Set problem. All lines from the one containing "In the photograph above, where can the rope draped" through the final line of the records below should be reproduced exactly, with the pictures left out.

**** Records for processing ****

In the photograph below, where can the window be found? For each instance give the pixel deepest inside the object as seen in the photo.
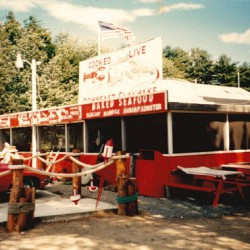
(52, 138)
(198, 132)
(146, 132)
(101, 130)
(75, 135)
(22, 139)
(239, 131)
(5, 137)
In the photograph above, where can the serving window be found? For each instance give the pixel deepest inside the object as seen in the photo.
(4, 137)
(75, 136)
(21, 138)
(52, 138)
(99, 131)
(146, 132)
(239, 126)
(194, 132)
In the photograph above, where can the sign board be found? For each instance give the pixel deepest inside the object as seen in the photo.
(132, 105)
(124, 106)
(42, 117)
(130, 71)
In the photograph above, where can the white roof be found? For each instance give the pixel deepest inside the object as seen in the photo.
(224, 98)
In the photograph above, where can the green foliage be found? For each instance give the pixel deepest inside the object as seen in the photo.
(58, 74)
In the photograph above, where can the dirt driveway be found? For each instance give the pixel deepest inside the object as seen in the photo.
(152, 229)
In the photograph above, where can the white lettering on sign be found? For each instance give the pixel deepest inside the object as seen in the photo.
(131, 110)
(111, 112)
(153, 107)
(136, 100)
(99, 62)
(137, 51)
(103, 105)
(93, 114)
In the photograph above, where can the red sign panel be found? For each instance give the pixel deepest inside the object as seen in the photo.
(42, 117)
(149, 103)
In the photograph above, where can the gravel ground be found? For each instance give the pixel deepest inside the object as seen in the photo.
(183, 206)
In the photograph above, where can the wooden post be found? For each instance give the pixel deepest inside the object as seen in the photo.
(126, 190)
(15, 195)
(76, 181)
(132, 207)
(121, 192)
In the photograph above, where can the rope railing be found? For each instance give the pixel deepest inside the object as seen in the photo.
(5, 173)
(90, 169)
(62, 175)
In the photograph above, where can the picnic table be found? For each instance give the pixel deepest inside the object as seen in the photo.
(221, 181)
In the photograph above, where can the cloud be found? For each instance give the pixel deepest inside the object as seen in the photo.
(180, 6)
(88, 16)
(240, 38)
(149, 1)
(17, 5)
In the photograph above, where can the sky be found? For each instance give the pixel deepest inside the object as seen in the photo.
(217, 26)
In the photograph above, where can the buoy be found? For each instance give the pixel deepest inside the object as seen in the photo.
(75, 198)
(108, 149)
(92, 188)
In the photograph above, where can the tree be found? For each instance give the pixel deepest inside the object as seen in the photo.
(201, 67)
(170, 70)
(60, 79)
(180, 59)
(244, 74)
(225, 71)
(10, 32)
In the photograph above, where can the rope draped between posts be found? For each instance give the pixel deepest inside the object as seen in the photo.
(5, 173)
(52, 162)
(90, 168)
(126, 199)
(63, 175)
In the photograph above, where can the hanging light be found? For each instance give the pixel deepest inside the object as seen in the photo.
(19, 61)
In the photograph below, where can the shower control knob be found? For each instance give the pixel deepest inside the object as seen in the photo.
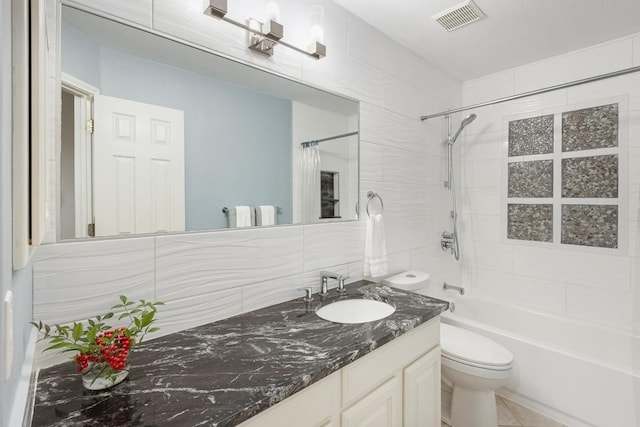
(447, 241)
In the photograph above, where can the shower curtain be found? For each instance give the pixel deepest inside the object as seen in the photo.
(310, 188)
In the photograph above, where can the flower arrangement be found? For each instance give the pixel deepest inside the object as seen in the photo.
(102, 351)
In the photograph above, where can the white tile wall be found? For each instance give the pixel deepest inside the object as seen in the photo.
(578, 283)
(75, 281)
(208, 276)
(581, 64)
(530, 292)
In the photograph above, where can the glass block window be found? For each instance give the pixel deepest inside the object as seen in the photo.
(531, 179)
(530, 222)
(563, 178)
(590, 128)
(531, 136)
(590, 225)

****

Finished answer.
In the photograph above, where can the rope draped between posts be found? For each instance give the pixel deepest inside the object as seen in the photo.
(5, 173)
(52, 162)
(90, 168)
(126, 199)
(63, 175)
In the photograph above, where can the hanging light be found? For each instance give the pixel deepest inside the object as seen in the photo.
(19, 61)
In the photograph below, where can the shower control knob be found? For each instance give the pixel deepest inside the object as seen in the photo.
(447, 241)
In the photograph above, where can the shower curtain be found? For each instance give the pixel deepest inside the object as seen in the photo.
(310, 188)
In the photograph above, where can the flower arrangement be found? For each instance give the pixel deepest inside the object as seen in the photo.
(102, 351)
In the photograph above, where can the white tile wall be found? For each instance give the pixel deepest inside the object as seen in the photo.
(578, 283)
(75, 281)
(208, 276)
(581, 64)
(530, 292)
In the photograph above, where can the glass block window be found? For each instance give the pixel deepest inside the object as seen in the photo.
(531, 179)
(530, 222)
(563, 178)
(590, 128)
(531, 136)
(590, 225)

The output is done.